(Point localization data)
Content starts

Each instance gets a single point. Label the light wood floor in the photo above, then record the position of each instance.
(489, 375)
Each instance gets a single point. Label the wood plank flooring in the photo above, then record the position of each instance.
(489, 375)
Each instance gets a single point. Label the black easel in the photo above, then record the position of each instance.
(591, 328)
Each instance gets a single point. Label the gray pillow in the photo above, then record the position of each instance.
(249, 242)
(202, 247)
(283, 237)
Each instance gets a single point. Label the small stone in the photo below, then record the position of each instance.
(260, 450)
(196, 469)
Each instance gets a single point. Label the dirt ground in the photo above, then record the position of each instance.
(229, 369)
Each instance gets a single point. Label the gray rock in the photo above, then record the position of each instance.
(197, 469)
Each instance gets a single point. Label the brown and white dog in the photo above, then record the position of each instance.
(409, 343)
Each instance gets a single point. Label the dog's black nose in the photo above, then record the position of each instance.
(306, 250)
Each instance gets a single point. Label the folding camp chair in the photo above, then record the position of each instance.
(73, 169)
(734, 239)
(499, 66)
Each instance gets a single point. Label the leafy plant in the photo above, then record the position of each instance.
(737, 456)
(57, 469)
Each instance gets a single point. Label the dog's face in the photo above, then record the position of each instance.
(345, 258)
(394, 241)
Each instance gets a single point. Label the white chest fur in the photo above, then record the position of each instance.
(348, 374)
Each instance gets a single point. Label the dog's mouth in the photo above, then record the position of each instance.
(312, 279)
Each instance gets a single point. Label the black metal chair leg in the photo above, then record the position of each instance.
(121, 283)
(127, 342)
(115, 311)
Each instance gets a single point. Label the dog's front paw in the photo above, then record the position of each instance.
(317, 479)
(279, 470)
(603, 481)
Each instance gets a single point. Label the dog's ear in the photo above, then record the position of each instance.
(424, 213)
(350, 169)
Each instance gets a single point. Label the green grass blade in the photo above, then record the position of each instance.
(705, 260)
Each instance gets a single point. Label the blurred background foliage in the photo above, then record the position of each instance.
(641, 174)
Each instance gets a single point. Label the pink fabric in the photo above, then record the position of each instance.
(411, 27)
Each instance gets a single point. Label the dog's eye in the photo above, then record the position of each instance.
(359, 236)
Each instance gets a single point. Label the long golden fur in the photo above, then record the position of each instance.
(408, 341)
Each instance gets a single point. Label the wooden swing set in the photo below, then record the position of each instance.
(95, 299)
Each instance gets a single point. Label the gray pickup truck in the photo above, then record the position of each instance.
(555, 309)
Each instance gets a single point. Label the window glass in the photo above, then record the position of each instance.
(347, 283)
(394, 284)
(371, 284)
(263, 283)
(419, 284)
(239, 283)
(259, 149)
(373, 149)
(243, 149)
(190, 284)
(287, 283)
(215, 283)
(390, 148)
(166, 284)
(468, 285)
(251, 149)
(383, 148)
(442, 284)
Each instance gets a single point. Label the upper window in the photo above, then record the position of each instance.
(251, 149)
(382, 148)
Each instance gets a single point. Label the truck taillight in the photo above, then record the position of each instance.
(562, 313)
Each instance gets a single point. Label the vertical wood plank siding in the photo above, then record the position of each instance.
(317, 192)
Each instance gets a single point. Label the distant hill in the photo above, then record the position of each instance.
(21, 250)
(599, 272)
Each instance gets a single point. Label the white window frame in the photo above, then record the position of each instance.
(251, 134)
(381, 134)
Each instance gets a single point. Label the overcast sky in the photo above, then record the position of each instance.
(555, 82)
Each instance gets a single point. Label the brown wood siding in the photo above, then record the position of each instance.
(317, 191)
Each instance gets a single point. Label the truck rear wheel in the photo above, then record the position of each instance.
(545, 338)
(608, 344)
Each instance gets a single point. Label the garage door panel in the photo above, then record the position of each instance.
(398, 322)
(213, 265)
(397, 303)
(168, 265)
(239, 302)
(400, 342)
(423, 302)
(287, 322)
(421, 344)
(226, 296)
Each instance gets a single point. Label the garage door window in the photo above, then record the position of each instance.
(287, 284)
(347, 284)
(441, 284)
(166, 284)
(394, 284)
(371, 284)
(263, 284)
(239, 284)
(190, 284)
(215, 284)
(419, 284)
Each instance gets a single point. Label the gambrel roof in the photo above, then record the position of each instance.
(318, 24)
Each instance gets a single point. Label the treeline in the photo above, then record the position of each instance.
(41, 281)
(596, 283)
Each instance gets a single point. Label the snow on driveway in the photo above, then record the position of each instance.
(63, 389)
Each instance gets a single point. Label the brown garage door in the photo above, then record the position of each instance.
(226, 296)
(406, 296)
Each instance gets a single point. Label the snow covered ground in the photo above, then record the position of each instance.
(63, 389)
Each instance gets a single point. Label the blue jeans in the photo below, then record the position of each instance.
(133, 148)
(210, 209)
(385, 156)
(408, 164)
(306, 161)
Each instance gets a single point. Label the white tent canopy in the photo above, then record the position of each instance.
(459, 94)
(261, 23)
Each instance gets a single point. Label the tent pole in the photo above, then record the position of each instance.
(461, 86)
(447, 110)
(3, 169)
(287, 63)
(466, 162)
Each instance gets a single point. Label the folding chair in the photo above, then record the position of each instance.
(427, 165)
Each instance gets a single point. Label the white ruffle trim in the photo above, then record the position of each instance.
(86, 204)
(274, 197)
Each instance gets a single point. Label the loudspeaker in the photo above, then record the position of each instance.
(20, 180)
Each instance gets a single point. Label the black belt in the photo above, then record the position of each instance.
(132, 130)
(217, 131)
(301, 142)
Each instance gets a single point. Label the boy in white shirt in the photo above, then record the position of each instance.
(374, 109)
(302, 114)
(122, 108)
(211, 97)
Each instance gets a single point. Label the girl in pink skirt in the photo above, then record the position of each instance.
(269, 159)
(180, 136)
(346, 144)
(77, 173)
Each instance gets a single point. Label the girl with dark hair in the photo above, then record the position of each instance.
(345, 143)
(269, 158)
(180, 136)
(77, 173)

Content ends

Retype all of the entries exactly, please.

Worked solution:
Each instance gets a single point. Label the light wood floor in the photo above, then record the position of each instance.
(489, 375)
Each instance gets a single point. Label the wood plank flooring in the photo above, then record the position of each instance.
(489, 375)
Each instance gets a single point. Label the black easel in the photo above, then record the position of each instance.
(591, 328)
Each instance gets a single point. Label the gray pillow in the photo above, then record the position of each instance.
(249, 242)
(202, 247)
(283, 237)
Each instance gets a single point. Label the small stone in the photo below, then record the position of each instance.
(260, 450)
(196, 469)
Each instance gets a single point. Label the dirt ground in the photo above, then record the position of each instance.
(229, 369)
Each instance gets a single point. Label the gray rock in the photo above, then record the position of each instance.
(197, 469)
Each instance gets a single point. Label the brown and white dog in the photo above, then record the position of each instance.
(409, 343)
Each instance gets a single point. Label the dog's black nose in the photo above, then record the position of each instance.
(306, 250)
Each instance gets a single point. Label the folding camp chair in the photo above, then record the position of each instance.
(73, 169)
(734, 239)
(499, 66)
Each instance gets a single point. Label the leafy plant in the photo above, then record the position of each instance.
(737, 456)
(57, 469)
Each instance gets a single point. Label the dog's face in the photo above, then record the position of each instance.
(345, 258)
(394, 241)
Each instance gets a single point. Label the white chest fur in the photo above, then record the position of each instance.
(348, 374)
Each instance gets a single point. Label the dog's mouth in the photo above, then record the position of each instance.
(312, 279)
Each instance gets a single point. Label the black metal chair leg in the photo above, then record the position of each instance.
(121, 283)
(127, 342)
(115, 311)
Each instance gets a single point. Label the dog's front paw in the photo above, then record the position of each instance.
(317, 479)
(279, 470)
(603, 481)
Each instance gets a single point. Label the dog's ear in the photo above, then record the position of each instance.
(424, 213)
(350, 169)
Each instance gets a single point. Label the green grass blade in the photo above, then record the position of each instance.
(705, 260)
Each instance gets a single point. Label the blurred background foliage in the photo above, then record the position of each instance.
(641, 174)
Each instance gets a single point. Label the pink fabric in the photo above, then record the position of each instance.
(411, 27)
Each instance gets a single point. Label the dog's eye in the photo above, then record the position of each instance.
(359, 236)
Each instance gets a single point. Label the long golden fur in the photo above, then record the position of each instance.
(408, 341)
Each instance gets a single point. Label the wooden swing set in the photo below, then record the position of each instance.
(95, 299)
Each instance gets a single point. Label the gray pickup truck in the photo above, then record the position of each instance.
(555, 309)
Each instance gets a single point. Label the window glass in the photo above, then record the position of each instance.
(347, 283)
(394, 284)
(371, 284)
(263, 283)
(419, 284)
(239, 283)
(259, 149)
(373, 149)
(243, 149)
(190, 284)
(287, 283)
(215, 283)
(390, 148)
(166, 284)
(468, 285)
(251, 149)
(383, 148)
(442, 284)
Each instance gets a single point. Label the upper window in the photo above, then record the position of each instance.
(251, 149)
(382, 148)
Each instance gets a single point. Label the truck taillight in the photo above, then record the position of each instance.
(562, 313)
Each instance gets a single point. Label the vertical wood plank siding in the photo above, then record the position of each instance.
(317, 192)
Each instance gets a single point. Label the distant hill in the photo above, then record the position of each instance.
(21, 250)
(599, 272)
Each instance gets a single point. Label the white window frame in the photo above, then record the position of each instance.
(251, 134)
(381, 134)
Each instance gets a single point. Label the overcast sky in the photo above, then record the position of each instance.
(555, 82)
Each instance gets a single point. Label the brown wood siding in the photo above, then record the position of each instance.
(317, 191)
Each instance gets a single point. Label the truck rear wheel in the photo above, then record the position of each instance.
(545, 338)
(608, 344)
Each instance gets a single point. Label the garage door panel in the photo above, then record the position of each instance.
(398, 322)
(213, 265)
(397, 303)
(168, 265)
(239, 302)
(400, 342)
(423, 302)
(287, 322)
(421, 344)
(226, 296)
Each instance gets a single point. Label the garage door window in the photo above, then record the position of each instance.
(287, 284)
(347, 284)
(441, 284)
(166, 284)
(394, 284)
(371, 284)
(263, 284)
(239, 284)
(190, 284)
(215, 284)
(419, 284)
Each instance gets a single point. Label the gambrel roof in the photo above, then record the position of each instance.
(318, 24)
Each instance gets a single point. Label the treeline in the photo above, then record the position of each instance.
(41, 281)
(596, 283)
Each instance gets a single point. Label the snow on driveway in the photo above, then record the position of each instance.
(63, 389)
Each instance gets a single point. Label the brown garage door in the photo above, then record the position of each instance.
(226, 296)
(406, 296)
Each instance gets a single point. Label the snow covered ground in the photo above, then record the position of each instance.
(63, 389)
Each instance gets a single point. Label the blue jeans in the photo below, then record the position of each instance.
(133, 148)
(210, 209)
(385, 156)
(408, 164)
(306, 161)
Each instance gets a single point. Label the white tent canopy in the photo above, then record the position of each instance.
(459, 94)
(261, 23)
Each instance gets a single point. Label the tent pole in the photo above, then record the position of each instance.
(461, 86)
(447, 110)
(3, 169)
(287, 63)
(466, 162)
Each instance gets a single point. Label the folding chair in the photo above, then record the position of each instance.
(427, 165)
Each instance gets a single point. Label the white ruffle trim in the photo above, then record the position of each instance.
(86, 204)
(274, 197)
Each instance gets a single point. Label the loudspeaker in the photo above, then record the position of each instance.
(20, 180)
Each instance gets a single point. Label the black belt in the photo above, then record the position of each instance.
(132, 130)
(217, 131)
(301, 142)
Each instance gets a single point. Label the boy in white shirt in the photo above, then record the position of each instance.
(374, 109)
(302, 114)
(122, 108)
(211, 97)
Each instance gets a single point. Label the girl in pink skirt in the photo above, then record the position of each instance.
(269, 159)
(180, 136)
(346, 144)
(77, 173)
Each instance gets a single point. Label the girl with dark hair in the photo above, then record the position of each instance.
(345, 143)
(269, 158)
(180, 136)
(77, 173)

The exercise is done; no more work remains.